PROBLEM STATEMENT
Of the entries below, restate word for word only the section that runs from the line with "Target: concrete block wall" to the line with "Target: concrete block on ground", counting both ends.
----- DATASET RECORDS
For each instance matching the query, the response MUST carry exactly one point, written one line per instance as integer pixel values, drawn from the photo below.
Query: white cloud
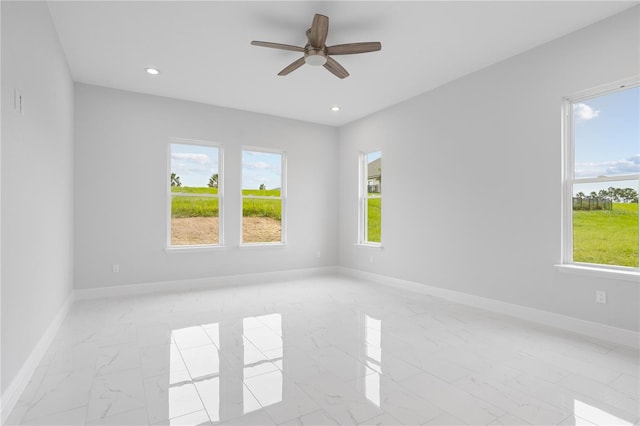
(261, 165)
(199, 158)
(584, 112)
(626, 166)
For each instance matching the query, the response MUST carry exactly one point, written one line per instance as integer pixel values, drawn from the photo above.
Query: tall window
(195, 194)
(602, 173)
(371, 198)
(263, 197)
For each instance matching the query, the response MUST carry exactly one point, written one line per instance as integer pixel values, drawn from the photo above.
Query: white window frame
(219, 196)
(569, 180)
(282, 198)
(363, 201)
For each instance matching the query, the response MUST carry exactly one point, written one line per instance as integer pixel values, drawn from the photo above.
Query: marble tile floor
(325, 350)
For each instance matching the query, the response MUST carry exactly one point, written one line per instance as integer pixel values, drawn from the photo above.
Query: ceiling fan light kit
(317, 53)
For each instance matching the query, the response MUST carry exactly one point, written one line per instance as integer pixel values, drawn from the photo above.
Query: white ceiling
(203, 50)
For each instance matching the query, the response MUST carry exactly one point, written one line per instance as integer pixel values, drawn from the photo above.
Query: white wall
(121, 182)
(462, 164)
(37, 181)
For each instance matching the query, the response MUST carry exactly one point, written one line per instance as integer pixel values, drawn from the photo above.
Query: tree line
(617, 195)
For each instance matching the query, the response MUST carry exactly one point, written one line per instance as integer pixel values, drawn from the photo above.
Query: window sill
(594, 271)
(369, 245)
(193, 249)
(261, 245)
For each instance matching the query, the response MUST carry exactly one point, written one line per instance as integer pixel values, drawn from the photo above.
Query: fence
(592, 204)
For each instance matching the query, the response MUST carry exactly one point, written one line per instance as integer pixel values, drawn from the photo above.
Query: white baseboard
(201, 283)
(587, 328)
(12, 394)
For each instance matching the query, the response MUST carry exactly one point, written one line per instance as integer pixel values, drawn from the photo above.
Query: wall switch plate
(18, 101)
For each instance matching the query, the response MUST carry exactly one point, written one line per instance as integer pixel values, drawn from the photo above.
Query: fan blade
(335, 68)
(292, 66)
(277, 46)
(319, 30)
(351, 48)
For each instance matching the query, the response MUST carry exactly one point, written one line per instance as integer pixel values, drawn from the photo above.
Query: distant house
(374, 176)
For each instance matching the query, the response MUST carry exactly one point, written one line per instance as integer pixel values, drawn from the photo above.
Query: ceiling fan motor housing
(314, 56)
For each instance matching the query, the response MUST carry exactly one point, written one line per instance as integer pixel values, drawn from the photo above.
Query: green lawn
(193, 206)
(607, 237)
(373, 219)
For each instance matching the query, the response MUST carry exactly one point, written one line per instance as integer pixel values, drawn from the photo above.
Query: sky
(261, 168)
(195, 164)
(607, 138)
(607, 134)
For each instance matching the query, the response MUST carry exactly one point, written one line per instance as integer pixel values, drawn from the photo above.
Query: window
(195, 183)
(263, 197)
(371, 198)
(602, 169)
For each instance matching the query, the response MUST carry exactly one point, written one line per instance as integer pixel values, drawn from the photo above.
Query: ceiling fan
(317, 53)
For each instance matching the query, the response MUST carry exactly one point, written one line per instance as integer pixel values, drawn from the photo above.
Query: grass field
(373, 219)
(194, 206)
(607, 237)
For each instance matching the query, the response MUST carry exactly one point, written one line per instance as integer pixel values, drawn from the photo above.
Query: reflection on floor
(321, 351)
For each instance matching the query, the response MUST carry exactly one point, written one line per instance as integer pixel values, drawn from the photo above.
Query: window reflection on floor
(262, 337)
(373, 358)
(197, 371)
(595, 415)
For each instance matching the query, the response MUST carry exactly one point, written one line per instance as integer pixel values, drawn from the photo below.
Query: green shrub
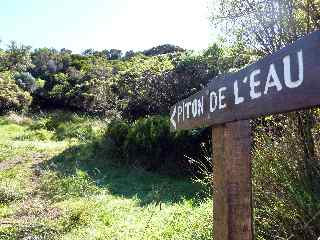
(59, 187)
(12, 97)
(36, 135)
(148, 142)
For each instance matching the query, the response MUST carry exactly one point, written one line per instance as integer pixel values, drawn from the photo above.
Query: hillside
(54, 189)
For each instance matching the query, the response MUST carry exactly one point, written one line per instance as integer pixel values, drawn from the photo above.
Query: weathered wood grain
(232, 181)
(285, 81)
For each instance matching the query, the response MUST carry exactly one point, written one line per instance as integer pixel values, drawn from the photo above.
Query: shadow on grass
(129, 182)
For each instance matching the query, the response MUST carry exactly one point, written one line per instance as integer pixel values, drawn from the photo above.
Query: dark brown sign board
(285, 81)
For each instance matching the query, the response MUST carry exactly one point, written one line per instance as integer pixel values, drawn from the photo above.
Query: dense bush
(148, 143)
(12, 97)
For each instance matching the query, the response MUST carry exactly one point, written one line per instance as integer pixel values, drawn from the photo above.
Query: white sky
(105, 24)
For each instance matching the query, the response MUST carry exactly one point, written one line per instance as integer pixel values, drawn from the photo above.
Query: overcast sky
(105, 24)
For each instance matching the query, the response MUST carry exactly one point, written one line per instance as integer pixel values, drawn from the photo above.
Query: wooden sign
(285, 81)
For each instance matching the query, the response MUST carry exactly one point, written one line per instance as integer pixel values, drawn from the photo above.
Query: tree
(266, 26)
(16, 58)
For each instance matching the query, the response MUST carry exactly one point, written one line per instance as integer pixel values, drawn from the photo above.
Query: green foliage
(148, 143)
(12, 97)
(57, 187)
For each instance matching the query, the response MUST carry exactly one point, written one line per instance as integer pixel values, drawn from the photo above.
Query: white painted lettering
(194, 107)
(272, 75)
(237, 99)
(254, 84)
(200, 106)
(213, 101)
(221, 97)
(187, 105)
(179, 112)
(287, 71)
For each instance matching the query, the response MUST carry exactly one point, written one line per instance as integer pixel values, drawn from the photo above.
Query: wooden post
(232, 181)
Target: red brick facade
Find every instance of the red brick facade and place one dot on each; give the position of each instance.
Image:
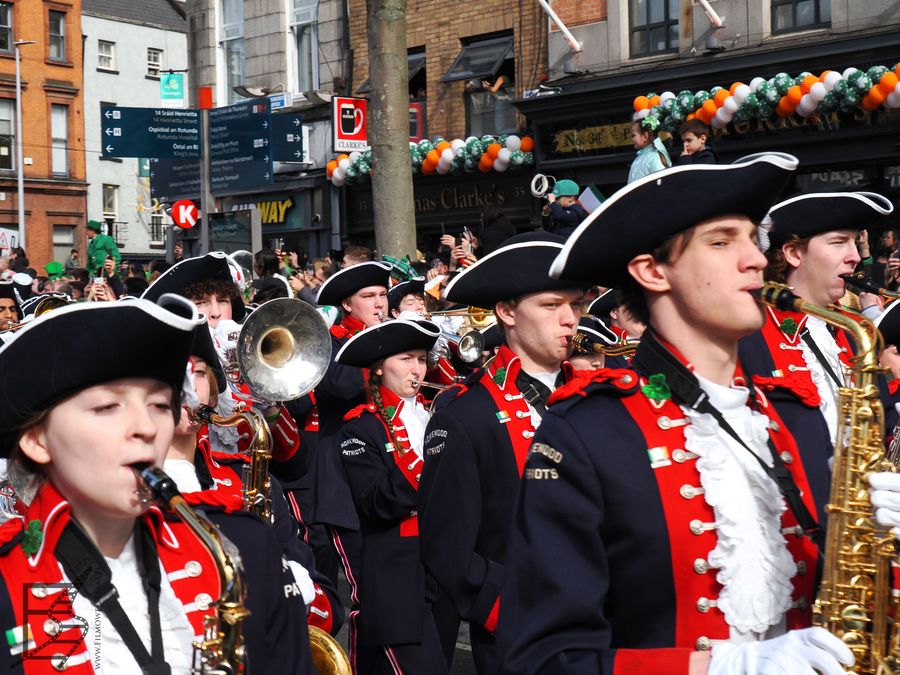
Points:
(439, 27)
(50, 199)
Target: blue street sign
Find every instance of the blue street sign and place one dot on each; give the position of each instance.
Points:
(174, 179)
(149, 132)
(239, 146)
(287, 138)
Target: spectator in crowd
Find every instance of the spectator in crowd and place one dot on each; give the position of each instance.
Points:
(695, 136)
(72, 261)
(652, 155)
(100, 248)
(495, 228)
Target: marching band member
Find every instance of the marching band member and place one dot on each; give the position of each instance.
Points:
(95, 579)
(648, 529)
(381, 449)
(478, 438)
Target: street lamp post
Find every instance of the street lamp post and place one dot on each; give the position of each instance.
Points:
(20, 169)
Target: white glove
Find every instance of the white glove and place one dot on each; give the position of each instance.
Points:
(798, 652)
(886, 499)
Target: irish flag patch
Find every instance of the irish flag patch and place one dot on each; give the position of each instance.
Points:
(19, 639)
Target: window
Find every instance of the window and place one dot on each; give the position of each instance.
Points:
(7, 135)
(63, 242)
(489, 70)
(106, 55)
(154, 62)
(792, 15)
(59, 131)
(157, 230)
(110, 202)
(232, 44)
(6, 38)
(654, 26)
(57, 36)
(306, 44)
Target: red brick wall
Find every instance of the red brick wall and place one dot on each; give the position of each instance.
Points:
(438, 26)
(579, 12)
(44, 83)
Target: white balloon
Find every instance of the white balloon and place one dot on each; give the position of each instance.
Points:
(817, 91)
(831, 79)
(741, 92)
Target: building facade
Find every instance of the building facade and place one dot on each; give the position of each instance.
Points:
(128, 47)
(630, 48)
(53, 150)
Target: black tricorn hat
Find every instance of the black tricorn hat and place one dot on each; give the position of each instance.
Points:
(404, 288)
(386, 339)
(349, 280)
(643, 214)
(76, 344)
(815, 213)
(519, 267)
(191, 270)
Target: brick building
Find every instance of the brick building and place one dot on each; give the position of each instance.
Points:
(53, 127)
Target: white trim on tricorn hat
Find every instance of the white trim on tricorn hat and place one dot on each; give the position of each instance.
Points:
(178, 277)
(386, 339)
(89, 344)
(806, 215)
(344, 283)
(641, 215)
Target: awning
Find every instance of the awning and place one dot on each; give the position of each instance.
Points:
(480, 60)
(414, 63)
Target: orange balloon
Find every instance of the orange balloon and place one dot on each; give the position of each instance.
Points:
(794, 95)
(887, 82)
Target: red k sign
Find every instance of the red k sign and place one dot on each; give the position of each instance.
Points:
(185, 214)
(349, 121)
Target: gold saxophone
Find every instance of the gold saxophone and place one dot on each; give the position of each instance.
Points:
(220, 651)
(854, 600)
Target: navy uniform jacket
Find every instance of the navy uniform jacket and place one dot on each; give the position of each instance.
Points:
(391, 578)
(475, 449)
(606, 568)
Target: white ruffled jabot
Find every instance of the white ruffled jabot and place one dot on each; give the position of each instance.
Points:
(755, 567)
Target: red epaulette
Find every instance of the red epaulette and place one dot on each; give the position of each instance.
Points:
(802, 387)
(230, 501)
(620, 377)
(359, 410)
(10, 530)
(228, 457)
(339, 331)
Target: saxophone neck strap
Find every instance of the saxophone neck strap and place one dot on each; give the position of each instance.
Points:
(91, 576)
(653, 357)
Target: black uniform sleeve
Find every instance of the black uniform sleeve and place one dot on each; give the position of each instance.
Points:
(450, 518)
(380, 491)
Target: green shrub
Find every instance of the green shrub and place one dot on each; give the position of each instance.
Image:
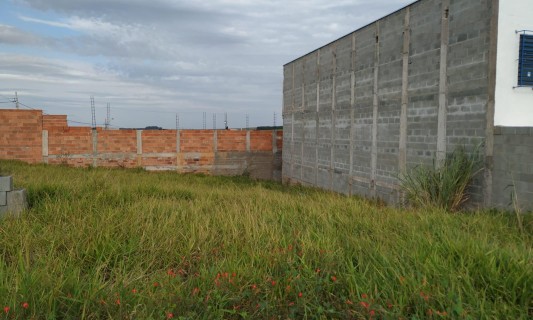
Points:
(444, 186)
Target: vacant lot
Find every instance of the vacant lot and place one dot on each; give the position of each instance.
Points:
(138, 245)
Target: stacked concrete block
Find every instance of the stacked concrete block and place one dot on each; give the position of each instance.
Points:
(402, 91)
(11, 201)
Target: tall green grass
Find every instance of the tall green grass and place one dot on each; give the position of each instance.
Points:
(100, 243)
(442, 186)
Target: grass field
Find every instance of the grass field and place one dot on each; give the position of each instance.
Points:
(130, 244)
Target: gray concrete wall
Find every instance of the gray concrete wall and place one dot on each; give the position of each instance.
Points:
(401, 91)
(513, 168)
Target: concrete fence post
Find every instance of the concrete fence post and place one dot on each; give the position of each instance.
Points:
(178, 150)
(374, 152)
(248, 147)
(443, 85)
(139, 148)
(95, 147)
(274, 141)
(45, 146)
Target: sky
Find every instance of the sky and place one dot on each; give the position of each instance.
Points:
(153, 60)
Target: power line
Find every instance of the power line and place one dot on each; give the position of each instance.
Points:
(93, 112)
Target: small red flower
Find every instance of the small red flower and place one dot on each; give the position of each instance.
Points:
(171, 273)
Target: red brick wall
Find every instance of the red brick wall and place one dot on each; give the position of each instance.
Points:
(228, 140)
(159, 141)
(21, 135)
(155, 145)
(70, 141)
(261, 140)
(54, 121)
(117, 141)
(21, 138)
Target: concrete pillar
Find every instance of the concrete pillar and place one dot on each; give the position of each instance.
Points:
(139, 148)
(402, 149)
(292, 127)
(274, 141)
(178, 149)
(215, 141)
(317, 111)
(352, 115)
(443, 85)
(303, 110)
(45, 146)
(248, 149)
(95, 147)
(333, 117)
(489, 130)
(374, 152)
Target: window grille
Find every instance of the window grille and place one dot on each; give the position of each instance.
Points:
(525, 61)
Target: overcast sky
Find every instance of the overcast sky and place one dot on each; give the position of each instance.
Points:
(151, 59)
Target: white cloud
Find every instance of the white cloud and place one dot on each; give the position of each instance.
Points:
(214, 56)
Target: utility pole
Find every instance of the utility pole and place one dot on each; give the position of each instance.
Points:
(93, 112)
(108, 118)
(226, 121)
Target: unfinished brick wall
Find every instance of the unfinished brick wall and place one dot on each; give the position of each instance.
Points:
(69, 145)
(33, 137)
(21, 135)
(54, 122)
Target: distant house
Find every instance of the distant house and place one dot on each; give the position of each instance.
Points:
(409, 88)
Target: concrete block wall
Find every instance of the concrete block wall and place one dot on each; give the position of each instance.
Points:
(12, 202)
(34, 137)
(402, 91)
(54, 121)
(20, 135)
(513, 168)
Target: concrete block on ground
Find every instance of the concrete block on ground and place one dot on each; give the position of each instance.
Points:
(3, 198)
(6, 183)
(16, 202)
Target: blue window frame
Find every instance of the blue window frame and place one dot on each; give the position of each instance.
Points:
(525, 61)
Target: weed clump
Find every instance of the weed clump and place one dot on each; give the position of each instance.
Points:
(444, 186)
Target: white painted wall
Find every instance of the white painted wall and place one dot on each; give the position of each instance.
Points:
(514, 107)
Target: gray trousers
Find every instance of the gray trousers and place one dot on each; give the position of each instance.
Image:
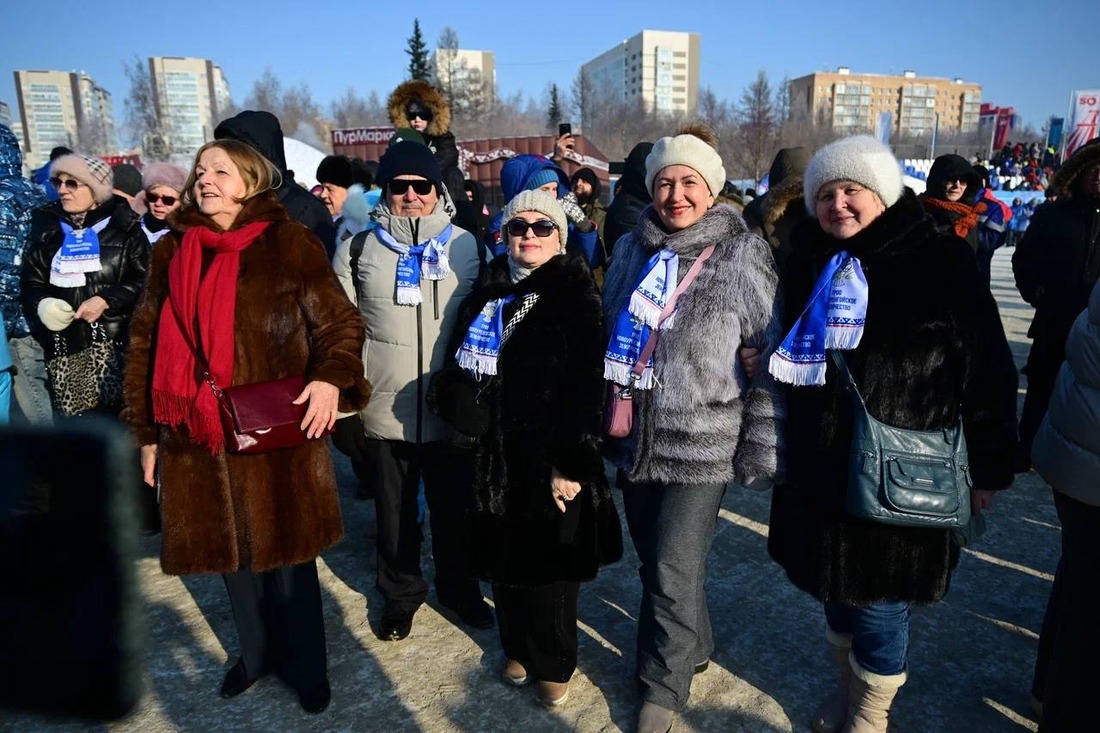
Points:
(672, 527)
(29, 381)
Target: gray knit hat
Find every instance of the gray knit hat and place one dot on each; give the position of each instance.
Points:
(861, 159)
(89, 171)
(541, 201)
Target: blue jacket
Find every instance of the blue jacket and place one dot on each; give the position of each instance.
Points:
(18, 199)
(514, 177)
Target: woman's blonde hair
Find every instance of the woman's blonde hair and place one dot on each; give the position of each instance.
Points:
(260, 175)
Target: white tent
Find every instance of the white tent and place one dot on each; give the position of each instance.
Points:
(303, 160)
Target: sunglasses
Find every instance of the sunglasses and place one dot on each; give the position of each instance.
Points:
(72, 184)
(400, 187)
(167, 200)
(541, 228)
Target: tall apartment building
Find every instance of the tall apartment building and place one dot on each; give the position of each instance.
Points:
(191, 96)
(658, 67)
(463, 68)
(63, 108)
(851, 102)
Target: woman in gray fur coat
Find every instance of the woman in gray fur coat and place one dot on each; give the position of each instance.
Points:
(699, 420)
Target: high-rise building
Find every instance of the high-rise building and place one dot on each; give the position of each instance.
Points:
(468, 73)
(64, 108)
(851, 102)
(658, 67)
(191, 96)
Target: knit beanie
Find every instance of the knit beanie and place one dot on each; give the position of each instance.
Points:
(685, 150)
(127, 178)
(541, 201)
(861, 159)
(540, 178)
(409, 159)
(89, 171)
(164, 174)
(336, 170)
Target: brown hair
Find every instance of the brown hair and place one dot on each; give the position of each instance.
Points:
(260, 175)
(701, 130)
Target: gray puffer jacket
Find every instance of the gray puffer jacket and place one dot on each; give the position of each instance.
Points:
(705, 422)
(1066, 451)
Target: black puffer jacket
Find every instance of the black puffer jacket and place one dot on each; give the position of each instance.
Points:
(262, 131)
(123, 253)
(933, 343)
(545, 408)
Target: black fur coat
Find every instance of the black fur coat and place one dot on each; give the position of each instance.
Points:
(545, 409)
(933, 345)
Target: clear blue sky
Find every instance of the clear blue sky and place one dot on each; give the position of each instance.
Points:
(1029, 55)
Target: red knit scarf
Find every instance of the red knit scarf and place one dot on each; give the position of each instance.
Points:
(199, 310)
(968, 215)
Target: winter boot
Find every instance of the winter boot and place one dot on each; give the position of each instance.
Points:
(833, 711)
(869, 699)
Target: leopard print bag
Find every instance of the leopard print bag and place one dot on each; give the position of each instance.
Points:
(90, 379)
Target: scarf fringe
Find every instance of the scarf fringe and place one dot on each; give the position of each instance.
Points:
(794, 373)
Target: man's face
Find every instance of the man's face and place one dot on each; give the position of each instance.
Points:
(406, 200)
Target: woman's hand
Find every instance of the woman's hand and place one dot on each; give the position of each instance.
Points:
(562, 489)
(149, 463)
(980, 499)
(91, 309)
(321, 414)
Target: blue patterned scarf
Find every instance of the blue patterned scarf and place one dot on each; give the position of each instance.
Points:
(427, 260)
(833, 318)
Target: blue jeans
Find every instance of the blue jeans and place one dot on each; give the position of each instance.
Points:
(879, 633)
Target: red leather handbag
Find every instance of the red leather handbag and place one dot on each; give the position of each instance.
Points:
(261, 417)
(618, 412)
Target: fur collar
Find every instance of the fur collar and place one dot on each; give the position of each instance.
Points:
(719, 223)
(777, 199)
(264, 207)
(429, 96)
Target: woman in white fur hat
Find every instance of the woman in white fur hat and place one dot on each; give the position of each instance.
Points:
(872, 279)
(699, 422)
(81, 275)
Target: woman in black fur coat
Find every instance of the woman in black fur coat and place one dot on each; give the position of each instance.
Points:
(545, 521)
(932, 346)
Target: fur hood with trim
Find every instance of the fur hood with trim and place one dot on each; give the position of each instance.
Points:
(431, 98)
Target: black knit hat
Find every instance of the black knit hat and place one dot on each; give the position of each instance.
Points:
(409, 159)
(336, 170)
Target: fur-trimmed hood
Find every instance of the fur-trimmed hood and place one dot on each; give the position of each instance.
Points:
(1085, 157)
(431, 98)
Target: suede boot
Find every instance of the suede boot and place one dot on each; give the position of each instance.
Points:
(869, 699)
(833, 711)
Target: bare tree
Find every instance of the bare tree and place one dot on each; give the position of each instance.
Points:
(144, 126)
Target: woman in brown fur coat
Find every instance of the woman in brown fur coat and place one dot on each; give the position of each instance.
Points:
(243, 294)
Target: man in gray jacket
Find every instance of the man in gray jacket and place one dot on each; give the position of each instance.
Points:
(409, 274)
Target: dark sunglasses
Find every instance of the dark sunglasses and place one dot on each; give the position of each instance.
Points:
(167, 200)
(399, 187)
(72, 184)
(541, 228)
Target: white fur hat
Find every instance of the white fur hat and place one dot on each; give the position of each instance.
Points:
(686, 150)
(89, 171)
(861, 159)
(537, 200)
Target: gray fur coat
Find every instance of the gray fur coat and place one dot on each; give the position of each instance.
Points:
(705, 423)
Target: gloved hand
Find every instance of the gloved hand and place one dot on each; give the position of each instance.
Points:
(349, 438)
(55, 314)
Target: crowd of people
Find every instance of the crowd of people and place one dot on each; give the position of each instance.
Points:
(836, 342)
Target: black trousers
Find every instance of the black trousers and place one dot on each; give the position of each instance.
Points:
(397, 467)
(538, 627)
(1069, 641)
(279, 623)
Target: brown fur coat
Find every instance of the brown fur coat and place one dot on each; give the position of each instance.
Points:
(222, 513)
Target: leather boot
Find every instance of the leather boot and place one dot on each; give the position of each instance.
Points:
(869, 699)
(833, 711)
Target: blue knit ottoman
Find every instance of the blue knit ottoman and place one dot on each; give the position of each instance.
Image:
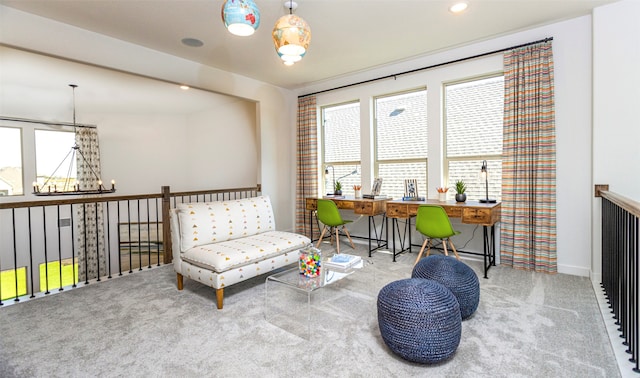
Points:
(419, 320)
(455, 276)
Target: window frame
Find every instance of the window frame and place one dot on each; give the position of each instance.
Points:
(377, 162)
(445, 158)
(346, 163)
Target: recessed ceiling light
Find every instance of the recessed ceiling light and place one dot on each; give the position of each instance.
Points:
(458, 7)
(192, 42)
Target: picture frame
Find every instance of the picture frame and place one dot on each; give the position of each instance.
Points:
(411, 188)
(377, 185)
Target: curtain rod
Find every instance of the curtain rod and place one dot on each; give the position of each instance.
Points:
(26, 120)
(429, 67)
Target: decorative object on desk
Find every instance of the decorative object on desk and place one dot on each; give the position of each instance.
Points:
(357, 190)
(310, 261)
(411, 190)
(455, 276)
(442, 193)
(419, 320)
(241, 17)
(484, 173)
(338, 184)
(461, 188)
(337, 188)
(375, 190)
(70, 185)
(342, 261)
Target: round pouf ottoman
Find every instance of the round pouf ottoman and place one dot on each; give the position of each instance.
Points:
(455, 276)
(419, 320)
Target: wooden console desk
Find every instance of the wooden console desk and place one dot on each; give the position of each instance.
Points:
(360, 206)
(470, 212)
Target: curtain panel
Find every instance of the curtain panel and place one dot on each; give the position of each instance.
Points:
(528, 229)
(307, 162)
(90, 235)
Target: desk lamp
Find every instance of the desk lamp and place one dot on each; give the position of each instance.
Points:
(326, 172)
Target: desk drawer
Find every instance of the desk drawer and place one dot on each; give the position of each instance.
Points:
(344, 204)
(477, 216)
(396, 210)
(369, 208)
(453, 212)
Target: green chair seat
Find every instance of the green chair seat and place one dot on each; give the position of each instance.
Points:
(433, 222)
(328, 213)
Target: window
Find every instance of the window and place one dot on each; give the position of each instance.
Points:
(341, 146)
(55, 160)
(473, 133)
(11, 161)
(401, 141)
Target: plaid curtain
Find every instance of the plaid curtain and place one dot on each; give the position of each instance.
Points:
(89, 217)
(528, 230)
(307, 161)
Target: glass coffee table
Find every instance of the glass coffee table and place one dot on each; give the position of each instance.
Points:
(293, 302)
----------
RESULT FOR THIS TASK
Target: concrete block wall
Find every instance of the concrete block wall and place one dot on each; give the position of each instance.
Points:
(12, 202)
(34, 137)
(402, 91)
(54, 121)
(20, 135)
(513, 168)
Target: concrete block on ground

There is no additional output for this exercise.